EXERCISE OBJECTIVE
Output the stretch of data from the line containing "In the photo above, where can the green" through the line containing "[1230, 126]", both included, reproducing each line verbatim.

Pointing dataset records

::::::::::

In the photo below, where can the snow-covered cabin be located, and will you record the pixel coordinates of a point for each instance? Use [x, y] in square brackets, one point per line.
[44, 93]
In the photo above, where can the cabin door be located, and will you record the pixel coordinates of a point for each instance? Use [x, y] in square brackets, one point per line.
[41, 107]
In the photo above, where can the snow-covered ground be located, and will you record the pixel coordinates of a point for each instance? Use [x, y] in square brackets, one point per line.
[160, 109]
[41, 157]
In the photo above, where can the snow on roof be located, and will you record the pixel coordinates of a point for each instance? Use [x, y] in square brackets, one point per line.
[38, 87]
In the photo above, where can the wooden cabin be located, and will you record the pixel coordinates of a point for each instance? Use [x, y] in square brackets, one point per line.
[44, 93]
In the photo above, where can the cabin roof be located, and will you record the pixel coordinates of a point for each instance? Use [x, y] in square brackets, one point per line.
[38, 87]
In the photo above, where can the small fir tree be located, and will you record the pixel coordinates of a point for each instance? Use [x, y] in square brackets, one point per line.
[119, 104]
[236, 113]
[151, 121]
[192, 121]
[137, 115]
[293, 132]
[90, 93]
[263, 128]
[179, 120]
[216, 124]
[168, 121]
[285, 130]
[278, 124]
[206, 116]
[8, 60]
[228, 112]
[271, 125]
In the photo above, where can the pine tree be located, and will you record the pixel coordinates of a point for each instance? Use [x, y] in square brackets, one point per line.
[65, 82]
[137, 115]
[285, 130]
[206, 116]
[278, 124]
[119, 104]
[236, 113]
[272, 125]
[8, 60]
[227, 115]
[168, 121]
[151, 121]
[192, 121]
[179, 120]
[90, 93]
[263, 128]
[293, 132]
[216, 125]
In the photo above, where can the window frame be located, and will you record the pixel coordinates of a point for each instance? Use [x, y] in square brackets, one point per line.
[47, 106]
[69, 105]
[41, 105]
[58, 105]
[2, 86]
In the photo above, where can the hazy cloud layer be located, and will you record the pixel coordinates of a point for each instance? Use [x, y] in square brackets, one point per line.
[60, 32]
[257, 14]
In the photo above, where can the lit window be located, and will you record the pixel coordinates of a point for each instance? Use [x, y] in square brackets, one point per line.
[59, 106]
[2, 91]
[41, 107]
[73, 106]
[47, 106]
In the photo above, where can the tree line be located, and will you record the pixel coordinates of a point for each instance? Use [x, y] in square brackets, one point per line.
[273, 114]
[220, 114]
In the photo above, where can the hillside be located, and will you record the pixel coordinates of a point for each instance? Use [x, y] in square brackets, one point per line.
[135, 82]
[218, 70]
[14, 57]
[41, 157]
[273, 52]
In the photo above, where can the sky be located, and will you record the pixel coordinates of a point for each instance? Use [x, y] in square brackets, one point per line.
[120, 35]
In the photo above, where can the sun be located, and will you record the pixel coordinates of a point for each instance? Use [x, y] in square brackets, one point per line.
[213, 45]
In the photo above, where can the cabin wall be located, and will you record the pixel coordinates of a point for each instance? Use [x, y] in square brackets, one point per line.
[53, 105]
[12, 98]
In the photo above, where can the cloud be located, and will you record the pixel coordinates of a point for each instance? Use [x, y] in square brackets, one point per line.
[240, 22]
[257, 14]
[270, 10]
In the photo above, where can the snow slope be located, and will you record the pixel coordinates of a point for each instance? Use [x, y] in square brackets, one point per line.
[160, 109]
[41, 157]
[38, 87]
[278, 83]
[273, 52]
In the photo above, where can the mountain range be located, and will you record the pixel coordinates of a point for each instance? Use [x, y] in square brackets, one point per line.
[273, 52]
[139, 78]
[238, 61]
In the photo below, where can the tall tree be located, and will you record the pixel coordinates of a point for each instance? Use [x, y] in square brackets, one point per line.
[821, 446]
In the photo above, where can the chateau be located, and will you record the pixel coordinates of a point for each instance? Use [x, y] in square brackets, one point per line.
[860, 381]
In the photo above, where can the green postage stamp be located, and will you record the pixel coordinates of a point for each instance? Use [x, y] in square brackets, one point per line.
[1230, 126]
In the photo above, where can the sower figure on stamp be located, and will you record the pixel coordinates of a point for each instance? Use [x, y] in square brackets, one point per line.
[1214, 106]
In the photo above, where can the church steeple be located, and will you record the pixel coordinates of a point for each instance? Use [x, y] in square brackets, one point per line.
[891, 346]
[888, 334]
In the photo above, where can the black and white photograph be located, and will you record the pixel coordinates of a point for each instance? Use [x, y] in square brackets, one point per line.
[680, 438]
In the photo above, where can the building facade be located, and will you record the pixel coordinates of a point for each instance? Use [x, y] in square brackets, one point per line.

::::::::::

WRITTEN REPLY
In the photo above, where can the green postage stamp be located, and will you record the pixel coordinates of a point for each instance? Use [x, y] in square brackets, one point per line.
[1230, 126]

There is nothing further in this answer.